(Referring expression data)

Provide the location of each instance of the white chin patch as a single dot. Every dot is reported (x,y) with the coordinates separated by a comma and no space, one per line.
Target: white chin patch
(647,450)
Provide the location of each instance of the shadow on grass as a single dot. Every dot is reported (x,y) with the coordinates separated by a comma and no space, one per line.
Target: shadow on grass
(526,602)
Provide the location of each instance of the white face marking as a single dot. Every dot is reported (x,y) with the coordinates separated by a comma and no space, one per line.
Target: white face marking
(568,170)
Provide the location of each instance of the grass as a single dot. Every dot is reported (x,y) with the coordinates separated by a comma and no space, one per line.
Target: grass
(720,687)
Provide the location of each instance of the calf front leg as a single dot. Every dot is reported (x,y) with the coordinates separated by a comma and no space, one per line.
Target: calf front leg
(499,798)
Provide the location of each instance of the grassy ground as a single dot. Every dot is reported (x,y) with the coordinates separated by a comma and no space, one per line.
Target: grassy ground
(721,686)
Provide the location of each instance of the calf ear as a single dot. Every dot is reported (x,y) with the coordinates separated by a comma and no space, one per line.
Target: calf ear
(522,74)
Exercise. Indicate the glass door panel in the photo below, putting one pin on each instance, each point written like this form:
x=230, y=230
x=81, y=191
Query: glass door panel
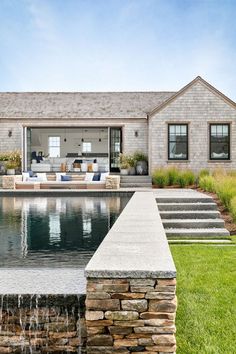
x=115, y=148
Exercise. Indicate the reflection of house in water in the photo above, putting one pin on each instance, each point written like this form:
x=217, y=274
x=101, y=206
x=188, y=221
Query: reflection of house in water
x=54, y=224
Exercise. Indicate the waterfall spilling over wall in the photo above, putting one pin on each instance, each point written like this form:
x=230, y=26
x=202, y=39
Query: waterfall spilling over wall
x=42, y=324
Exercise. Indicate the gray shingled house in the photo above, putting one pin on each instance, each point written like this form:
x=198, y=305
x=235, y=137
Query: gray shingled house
x=192, y=128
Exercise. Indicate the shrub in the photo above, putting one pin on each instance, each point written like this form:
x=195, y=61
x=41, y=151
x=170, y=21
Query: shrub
x=226, y=190
x=131, y=161
x=124, y=164
x=186, y=178
x=140, y=156
x=204, y=172
x=173, y=174
x=233, y=208
x=160, y=178
x=207, y=183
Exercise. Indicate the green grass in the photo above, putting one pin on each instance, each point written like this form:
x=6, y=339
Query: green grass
x=206, y=291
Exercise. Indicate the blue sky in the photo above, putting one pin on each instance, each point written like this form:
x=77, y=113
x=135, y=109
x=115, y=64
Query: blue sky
x=116, y=45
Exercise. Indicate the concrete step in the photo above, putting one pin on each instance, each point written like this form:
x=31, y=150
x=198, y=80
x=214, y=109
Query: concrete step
x=190, y=214
x=213, y=233
x=186, y=206
x=211, y=241
x=184, y=200
x=135, y=185
x=136, y=179
x=192, y=223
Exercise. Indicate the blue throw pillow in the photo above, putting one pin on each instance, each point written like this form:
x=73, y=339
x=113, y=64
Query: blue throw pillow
x=97, y=177
x=31, y=173
x=65, y=178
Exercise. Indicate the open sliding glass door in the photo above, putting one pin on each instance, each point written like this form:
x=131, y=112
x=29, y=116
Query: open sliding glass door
x=26, y=149
x=115, y=148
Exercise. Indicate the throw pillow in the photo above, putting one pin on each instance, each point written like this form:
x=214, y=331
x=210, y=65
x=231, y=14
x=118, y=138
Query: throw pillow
x=104, y=175
x=89, y=177
x=96, y=177
x=66, y=178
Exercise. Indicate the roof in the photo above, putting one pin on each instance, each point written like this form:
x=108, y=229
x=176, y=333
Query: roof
x=185, y=88
x=65, y=105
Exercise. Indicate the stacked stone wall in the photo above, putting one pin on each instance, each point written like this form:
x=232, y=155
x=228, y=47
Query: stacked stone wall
x=131, y=316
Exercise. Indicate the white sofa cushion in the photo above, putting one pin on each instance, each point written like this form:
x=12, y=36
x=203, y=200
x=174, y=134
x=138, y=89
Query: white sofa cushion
x=58, y=176
x=89, y=176
x=104, y=175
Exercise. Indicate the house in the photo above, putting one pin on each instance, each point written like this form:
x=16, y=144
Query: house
x=193, y=128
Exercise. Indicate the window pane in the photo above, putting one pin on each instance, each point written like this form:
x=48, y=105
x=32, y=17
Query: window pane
x=54, y=143
x=219, y=142
x=178, y=142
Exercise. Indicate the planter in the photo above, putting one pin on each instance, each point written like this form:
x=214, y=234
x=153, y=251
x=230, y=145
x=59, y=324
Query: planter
x=132, y=171
x=141, y=168
x=11, y=171
x=124, y=171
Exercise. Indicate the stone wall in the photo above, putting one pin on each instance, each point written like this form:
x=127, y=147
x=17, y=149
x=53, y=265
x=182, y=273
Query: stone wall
x=131, y=316
x=198, y=107
x=10, y=143
x=41, y=324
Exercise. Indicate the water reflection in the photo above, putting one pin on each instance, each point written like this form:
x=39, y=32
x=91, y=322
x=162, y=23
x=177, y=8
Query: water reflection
x=45, y=231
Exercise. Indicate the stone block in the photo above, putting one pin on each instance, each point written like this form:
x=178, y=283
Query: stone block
x=91, y=331
x=164, y=339
x=99, y=323
x=100, y=339
x=125, y=343
x=159, y=295
x=155, y=330
x=165, y=282
x=142, y=282
x=127, y=296
x=107, y=304
x=98, y=295
x=163, y=305
x=159, y=322
x=121, y=315
x=161, y=315
x=137, y=323
x=94, y=315
x=134, y=305
x=120, y=330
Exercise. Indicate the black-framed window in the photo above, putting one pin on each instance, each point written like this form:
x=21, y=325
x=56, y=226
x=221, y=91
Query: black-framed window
x=178, y=141
x=219, y=141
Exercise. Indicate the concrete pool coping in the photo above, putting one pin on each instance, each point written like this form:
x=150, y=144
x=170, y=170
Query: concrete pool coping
x=136, y=246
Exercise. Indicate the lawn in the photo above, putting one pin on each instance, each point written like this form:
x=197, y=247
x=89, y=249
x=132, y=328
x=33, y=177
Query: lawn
x=206, y=290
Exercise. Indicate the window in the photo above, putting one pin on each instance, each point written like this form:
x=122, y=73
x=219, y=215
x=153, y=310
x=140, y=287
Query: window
x=219, y=141
x=54, y=145
x=87, y=147
x=177, y=141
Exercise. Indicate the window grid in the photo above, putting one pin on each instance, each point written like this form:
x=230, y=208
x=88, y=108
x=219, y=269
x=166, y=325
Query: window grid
x=219, y=141
x=178, y=140
x=54, y=146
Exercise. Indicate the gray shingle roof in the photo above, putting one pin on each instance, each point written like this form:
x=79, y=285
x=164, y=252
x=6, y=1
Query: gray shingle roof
x=79, y=104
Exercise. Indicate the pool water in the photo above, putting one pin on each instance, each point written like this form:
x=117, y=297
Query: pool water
x=54, y=231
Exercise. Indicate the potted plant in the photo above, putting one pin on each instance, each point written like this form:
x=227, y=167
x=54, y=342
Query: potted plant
x=11, y=167
x=141, y=163
x=132, y=164
x=124, y=165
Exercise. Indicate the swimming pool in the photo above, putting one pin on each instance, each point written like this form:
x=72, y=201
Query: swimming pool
x=54, y=231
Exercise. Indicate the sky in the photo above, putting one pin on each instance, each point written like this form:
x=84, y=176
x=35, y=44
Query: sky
x=117, y=45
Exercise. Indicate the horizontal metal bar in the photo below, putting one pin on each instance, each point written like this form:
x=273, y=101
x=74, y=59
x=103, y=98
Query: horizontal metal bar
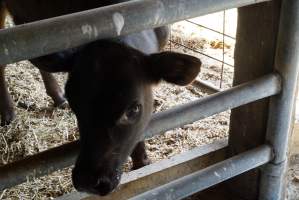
x=245, y=93
x=149, y=177
x=64, y=156
x=59, y=33
x=196, y=51
x=210, y=29
x=198, y=181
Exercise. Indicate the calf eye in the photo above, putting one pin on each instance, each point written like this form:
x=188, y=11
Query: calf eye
x=131, y=114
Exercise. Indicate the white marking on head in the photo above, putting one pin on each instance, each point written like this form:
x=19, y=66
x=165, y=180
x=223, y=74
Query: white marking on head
x=216, y=174
x=6, y=51
x=119, y=22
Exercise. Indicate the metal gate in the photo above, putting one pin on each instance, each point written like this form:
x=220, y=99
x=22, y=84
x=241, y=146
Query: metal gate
x=52, y=35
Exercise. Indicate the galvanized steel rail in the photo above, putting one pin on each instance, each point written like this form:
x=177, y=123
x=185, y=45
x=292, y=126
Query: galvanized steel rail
x=219, y=172
x=282, y=106
x=61, y=157
x=56, y=34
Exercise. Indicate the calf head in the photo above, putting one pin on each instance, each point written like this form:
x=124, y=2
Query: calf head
x=109, y=90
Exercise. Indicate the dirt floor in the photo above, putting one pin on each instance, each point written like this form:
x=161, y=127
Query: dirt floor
x=41, y=126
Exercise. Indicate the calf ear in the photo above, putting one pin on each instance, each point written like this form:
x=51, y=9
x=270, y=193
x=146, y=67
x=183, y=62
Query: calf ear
x=173, y=67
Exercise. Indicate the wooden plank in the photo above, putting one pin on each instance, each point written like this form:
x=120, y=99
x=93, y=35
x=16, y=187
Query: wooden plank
x=156, y=174
x=254, y=57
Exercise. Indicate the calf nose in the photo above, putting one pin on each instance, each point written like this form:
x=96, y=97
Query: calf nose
x=104, y=186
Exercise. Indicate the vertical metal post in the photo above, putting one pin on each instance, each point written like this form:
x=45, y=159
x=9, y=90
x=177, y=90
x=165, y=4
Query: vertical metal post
x=282, y=106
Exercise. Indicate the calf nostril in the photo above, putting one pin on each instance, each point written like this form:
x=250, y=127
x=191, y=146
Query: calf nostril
x=103, y=186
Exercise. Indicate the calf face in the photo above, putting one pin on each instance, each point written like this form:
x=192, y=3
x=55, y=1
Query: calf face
x=109, y=90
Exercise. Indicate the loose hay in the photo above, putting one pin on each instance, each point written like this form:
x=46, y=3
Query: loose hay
x=40, y=126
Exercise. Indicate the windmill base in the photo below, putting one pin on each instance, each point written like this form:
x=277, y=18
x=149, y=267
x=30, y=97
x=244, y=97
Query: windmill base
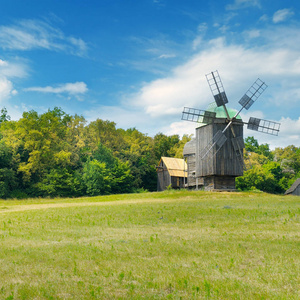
x=218, y=183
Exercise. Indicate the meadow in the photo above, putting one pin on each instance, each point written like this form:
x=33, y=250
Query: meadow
x=169, y=245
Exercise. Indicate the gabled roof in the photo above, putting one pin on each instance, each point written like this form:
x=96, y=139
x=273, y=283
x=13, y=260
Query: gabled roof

▶ TASK PROMPT
From the records above, pull out each line that has "below".

▶ ANSWER AREA
Exercise. Indicate the glass door panel in the photo below, putting one pin on each instance, each point written like this form:
Exercise. Indicate the horizontal metal bar in the photo below, putting one pin on each instance, each point written like this form:
Exercise. Indicate the windmill base in the photo below, putting one pin on each instance, each point written like this form:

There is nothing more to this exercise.